___ AUSZUG ___

Geschichte der Firma Hagen

1827 – Die Firma Hagen wird als Metallhandel in der Kölner Altstadt durch Franz-Joseph Hagen gegründet.

1839 – Gründung einer Fabrik für Bleirohre und Walzblei.

1884 – Herstellung von Akkumulatoren für eine Rotterdammer Elektrizitätsgesellschaft.

1890 – Die Produktion wird in die neu errichtete Fabrik in Humboldt-Gremberg verlegt. Der eigentliche Industriestandtort Kalk bietet nicht mehr ausreichend Flächen und so wählt man den benachbarten bisherigen Wohnstandort. Gottfried Hagen produziert und vertreibt Akkumulatoren in Eigenregie.

1900 – Errichtung eines eigenen Gummiwerks. Die Fa Hagen beschäftigt mittlerweile 400 Arbeiter und 50 verwaltende Angestellte.

___

**AUFGABE**
Bitte schreiben Sie aus dem Auszug zur Firmengeschichte den Teil zwischen „1890 – Die Produktion“ und „Akkumulatoren in Eigenregie.“ einschließlich wortgetreu ab.

___ DATENAUSZUG ___

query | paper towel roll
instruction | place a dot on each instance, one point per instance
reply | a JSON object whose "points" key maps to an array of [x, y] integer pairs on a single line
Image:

___

**ERGEBNIS**
1890 – Die Produktion wird in die neu errichtete Fabrik in Humboldt-Gremberg verlegt. Der eigentliche Industriestandtort Kalk bietet nicht mehr ausreichend Flächen und so wählt man den benachbarten bisherigen Wohnstandort. Gottfried Hagen produziert und vertreibt Akkumulatoren in Eigenregie.